Entries from a point annotation set:
◇ ◇ ◇

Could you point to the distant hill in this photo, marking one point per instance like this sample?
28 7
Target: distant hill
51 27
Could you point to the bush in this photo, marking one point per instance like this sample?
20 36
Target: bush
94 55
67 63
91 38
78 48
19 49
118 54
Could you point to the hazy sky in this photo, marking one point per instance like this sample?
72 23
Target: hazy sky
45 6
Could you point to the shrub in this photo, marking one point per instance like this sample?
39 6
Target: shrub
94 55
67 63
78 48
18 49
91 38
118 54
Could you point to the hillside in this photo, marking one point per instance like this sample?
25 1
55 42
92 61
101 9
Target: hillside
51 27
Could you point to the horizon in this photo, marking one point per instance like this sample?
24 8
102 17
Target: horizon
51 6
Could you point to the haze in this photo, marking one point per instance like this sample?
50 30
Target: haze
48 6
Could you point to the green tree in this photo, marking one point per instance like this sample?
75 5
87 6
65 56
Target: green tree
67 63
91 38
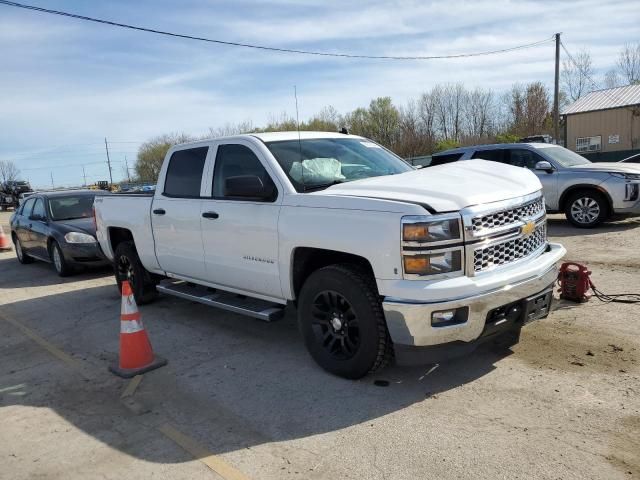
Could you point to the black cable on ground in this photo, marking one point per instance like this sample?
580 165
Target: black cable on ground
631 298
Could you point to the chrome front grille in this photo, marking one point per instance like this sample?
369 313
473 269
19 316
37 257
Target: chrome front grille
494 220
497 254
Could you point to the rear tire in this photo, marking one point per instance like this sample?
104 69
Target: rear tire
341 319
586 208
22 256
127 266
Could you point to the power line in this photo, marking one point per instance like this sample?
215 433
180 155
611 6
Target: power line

◇ ◇ ◇

What you have to do:
Extract the text of all the records above verbatim, excluding pictures.

Solution to the exercise:
Could you point to the distant hill in this photo, marking one point per instance like this sample?
28 7
Target: distant hill
51 27
Could you point to the bush in this photo, marking one point per instance like this sample?
20 36
Target: bush
94 55
67 63
91 38
78 48
19 49
118 54
Could you point to the hazy sky in this photo, marking one point per instance like this sample?
72 23
Target: hazy sky
45 6
Could you point to the shrub in this photo, marking one point per instance like this sample?
39 6
Target: shrub
94 55
67 63
78 48
18 49
91 38
118 54
Could you point to the hillside in this photo, marking one point per instance like this sample?
25 1
55 42
92 61
101 9
Target: hillside
51 27
Could you point to the horizon in this photo, marking one point per instance like this sample?
24 8
102 17
Target: horizon
51 6
Could you point to the haze in this photo, marking one point per instance like this sample?
50 30
Target: haze
48 6
Could you point to the green tree in this photo, marking one point per instance like this sample?
75 5
87 6
65 56
Target: green tree
67 63
91 38
Could you point to the black cable on ground in this photo, marking one point per instance like this sample?
580 165
Target: black cable on ground
631 298
Could you point to the chrome front grille in this photo, marking one point per instance like this sample?
369 313
473 269
19 316
37 257
Target: chrome front grille
494 220
497 254
Could you point to the rear tire in this photo, marking one point per instance like this sample?
104 69
Target: rear tire
341 319
586 208
22 256
127 266
Could you point to the power line in this photo, marking one point per instance like this sample?
215 433
180 155
611 6
Target: power line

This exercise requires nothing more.